Text segment:
-=-=-

In (very) early computers and business machines, paper cards were used to store information. A so-called “punch card” or “Hollerith card” was used to store binary information by means of holes punched into it. Paper tape was also used in a similar fashion. A typical paper tape format would involve $$8$$ positions in rows across the tape that might or might not be punched, often a column of smaller holes would appear as well which did not store information but were used to drive the tape through the reading mechanism on a sprocket. Tapes and cards could be “read” either by small sets of electrical contacts which would touch through a punched hole or be kept separate if the position wasn’t punched, or by using a photo-detector to sense whether light could pass through the hole or not. The mechanisms for reading and writing on these paper media were amazingly accurate, and allowed early data processing machines to use just a couple of large file cabinets to store what now fits in a jump drive one can wear on a necklace. (About $$10$$ or $$12$$ cabinets could hold a gigabyte of data).

-=-=-

Written task 1: Gather every line of the listing below that contains the string "meatball", copying each such line in full.

-=-=-

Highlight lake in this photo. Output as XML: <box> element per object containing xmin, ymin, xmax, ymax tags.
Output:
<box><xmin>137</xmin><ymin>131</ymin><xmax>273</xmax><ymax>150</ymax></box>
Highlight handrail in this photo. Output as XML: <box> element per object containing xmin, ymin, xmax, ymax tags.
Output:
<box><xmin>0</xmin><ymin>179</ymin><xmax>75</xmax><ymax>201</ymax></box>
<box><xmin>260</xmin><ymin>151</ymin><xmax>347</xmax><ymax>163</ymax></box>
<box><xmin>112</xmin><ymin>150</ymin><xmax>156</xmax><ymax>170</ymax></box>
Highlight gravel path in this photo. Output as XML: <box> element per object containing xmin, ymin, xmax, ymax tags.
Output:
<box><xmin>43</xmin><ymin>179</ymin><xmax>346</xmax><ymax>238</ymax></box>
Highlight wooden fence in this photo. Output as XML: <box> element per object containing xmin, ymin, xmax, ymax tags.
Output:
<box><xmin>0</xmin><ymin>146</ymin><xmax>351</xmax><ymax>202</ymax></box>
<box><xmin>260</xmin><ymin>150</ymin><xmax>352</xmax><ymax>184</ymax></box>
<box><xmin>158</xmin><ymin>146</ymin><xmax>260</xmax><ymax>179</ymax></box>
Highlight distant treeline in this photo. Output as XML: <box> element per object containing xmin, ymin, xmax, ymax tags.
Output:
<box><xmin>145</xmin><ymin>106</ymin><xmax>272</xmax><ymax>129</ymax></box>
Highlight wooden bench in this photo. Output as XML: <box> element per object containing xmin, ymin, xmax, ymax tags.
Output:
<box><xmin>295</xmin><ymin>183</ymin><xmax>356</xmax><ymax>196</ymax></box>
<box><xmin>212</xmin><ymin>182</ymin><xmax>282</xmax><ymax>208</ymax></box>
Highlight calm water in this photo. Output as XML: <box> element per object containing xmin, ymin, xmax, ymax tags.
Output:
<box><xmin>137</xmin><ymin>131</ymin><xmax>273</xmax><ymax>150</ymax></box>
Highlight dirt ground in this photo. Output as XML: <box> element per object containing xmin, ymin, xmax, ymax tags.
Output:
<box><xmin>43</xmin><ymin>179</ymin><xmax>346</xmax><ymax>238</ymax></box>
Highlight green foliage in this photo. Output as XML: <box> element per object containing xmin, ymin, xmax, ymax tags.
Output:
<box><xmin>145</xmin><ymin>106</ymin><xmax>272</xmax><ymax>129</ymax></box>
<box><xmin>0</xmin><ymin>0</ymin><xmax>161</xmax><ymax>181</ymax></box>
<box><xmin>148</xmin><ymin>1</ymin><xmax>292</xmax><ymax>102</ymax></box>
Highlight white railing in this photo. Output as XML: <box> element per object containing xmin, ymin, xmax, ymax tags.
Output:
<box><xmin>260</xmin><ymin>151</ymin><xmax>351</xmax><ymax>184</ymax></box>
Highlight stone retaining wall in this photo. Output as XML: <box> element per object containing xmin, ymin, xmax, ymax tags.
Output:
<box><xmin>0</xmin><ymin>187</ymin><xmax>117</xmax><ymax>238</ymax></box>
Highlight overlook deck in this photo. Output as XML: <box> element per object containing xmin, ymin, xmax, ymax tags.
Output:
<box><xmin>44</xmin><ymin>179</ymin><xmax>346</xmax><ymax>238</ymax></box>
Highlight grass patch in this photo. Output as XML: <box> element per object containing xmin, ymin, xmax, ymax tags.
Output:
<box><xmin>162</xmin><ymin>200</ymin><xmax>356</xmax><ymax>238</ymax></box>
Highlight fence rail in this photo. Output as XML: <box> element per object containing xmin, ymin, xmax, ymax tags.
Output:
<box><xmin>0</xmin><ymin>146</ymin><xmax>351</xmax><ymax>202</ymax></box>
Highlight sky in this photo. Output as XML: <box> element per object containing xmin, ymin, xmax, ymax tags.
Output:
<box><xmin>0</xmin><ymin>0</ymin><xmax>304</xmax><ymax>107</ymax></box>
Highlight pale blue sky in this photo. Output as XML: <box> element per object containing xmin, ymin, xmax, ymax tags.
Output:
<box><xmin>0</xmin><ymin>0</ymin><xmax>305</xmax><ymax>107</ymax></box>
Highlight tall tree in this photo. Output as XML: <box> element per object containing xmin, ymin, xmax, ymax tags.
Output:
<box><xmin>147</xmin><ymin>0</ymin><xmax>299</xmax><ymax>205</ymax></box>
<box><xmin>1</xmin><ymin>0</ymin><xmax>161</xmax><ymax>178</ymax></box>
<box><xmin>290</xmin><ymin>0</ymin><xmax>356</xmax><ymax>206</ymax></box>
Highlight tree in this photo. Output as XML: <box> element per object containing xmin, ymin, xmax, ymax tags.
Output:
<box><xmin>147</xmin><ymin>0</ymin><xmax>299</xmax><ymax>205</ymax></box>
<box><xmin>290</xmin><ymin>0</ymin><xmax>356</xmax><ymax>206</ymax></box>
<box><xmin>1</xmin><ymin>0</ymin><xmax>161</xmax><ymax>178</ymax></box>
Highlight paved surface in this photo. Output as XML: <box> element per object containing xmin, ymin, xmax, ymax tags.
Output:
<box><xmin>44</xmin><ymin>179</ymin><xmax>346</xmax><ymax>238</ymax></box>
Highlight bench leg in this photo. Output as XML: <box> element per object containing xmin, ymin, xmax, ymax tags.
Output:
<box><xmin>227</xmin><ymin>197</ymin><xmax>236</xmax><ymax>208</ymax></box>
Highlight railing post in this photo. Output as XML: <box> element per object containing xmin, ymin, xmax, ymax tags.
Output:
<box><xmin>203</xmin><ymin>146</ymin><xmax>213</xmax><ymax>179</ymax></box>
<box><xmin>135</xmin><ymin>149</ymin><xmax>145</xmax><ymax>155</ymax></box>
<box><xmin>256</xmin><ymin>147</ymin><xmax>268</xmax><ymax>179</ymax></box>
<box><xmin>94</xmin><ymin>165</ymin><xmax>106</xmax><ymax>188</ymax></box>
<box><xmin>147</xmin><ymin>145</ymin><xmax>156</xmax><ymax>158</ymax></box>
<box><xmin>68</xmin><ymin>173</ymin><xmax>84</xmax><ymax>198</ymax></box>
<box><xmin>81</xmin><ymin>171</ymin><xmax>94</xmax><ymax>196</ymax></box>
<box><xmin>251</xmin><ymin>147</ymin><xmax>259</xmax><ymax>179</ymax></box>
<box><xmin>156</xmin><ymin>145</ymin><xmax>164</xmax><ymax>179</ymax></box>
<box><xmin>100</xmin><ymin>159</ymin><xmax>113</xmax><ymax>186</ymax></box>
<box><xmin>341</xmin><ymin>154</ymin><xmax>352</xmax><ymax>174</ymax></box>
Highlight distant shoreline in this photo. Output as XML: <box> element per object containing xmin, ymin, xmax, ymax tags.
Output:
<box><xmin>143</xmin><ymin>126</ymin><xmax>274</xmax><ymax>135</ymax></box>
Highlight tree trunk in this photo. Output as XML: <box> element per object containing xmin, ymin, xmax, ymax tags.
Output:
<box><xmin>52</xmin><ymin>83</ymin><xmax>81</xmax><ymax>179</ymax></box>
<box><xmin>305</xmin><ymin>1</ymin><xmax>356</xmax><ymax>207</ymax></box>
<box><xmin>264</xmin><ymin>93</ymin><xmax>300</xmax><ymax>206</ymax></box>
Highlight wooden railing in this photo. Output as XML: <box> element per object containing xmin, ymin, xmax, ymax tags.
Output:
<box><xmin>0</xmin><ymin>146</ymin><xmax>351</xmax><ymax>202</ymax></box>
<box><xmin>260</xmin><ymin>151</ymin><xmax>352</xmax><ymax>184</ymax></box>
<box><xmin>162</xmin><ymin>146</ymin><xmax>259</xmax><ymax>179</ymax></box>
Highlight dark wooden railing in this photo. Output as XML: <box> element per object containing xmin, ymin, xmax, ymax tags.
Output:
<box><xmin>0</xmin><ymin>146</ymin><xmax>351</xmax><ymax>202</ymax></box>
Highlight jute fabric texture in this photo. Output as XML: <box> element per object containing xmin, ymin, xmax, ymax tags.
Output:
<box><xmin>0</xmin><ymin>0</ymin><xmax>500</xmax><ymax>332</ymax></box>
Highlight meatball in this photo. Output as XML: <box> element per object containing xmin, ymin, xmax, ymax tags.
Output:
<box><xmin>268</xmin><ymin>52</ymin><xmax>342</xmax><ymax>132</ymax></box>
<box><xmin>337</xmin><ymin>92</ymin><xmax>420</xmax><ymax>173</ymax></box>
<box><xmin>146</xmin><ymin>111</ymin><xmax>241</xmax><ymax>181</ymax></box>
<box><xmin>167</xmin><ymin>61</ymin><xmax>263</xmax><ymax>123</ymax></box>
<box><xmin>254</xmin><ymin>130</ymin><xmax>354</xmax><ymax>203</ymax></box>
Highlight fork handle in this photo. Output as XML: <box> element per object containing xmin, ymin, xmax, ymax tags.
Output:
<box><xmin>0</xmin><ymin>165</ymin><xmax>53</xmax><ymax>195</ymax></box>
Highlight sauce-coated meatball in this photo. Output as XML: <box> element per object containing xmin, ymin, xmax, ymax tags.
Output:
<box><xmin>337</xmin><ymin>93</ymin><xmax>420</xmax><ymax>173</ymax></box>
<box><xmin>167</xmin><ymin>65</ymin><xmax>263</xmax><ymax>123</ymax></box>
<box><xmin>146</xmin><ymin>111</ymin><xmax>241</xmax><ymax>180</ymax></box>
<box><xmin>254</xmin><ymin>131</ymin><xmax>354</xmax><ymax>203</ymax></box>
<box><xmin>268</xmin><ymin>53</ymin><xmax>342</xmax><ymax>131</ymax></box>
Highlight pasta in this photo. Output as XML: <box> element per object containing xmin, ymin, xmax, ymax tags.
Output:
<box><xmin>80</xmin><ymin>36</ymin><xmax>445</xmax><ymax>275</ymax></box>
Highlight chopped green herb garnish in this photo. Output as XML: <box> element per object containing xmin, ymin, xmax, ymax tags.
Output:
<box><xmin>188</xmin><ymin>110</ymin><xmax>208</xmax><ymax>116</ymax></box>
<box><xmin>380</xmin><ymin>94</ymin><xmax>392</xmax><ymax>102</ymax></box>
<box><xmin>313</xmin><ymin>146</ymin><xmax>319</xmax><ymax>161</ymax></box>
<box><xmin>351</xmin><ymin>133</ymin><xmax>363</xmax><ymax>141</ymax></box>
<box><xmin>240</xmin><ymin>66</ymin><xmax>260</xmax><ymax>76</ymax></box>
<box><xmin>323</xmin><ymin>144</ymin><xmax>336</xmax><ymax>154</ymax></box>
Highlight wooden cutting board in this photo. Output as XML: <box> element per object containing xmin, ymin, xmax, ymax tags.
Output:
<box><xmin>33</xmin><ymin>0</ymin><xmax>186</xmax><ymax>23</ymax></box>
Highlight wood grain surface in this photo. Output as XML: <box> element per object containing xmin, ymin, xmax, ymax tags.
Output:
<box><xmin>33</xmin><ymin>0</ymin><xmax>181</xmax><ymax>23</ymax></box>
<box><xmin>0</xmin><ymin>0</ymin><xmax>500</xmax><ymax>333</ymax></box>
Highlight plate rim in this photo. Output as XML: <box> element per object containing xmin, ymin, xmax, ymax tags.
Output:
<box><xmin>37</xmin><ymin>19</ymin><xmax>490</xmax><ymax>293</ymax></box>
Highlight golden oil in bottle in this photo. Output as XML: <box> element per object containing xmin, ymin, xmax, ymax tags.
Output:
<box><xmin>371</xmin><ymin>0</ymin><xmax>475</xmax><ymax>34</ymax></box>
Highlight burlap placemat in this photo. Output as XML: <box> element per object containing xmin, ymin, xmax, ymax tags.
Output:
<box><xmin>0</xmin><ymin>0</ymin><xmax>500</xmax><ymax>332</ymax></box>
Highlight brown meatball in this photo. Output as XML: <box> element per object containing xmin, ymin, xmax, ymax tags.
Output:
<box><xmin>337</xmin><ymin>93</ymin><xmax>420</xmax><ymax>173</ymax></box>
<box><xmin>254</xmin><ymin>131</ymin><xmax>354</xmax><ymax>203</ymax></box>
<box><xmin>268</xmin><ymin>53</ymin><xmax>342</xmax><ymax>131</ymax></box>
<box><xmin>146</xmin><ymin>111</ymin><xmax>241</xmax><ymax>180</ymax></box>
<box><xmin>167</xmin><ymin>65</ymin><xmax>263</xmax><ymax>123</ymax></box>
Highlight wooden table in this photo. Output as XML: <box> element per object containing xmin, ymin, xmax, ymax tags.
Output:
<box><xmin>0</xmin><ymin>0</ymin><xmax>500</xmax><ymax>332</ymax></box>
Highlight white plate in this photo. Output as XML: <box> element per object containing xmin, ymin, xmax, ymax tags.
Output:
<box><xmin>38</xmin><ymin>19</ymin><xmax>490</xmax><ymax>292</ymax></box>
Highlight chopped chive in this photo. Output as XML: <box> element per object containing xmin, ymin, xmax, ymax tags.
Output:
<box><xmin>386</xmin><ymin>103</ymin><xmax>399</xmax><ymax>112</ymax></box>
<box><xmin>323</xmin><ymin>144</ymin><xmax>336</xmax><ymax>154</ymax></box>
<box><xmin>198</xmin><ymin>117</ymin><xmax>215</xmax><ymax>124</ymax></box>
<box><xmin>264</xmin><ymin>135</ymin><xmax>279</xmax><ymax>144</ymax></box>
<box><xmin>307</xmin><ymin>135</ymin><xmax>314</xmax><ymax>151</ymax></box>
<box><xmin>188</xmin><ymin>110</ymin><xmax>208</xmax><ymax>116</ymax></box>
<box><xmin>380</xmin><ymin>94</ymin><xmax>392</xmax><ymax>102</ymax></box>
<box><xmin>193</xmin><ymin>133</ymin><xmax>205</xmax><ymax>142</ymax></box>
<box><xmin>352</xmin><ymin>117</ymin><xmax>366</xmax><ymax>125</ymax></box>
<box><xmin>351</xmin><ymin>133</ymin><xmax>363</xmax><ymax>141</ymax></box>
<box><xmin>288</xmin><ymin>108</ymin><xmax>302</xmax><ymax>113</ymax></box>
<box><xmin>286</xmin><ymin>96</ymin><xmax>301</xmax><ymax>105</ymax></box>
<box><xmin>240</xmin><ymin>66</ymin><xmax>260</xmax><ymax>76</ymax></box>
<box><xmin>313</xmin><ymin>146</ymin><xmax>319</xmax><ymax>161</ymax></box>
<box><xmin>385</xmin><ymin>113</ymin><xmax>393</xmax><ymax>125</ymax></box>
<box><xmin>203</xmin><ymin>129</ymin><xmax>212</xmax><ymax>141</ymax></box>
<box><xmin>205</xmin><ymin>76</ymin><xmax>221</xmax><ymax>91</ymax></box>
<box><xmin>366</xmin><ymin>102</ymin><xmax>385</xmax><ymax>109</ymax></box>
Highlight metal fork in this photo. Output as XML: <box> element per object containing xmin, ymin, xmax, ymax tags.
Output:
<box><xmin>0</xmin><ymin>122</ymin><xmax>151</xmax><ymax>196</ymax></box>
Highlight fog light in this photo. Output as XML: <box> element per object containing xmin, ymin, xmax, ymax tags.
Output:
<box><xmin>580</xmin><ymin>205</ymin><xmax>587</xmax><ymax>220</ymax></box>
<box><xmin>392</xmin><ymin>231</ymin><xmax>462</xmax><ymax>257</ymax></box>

-=-=-

Written task 2:
Answer these questions using the passage on punch cards and paper tape above.
(a) In a typical paper tape format, how many positions appear in rows across the tape?
(b) What purpose did the column of smaller holes serve?
(c) About how many file cabinets could hold a gigabyte of data?

Answer 1:
Highlight meatball in this photo. Output as XML: <box> element per object containing xmin, ymin, xmax, ymax tags.
Highlight sauce-coated meatball in this photo. Output as XML: <box> element per object containing xmin, ymin, xmax, ymax tags.
Highlight brown meatball in this photo. Output as XML: <box> element per object containing xmin, ymin, xmax, ymax tags.

Answer 2:
(a) 8 positions.
(b) The smaller holes stored no information; they were used to drive the tape through the reading mechanism on a sprocket.
(c) About 10 or 12 cabinets.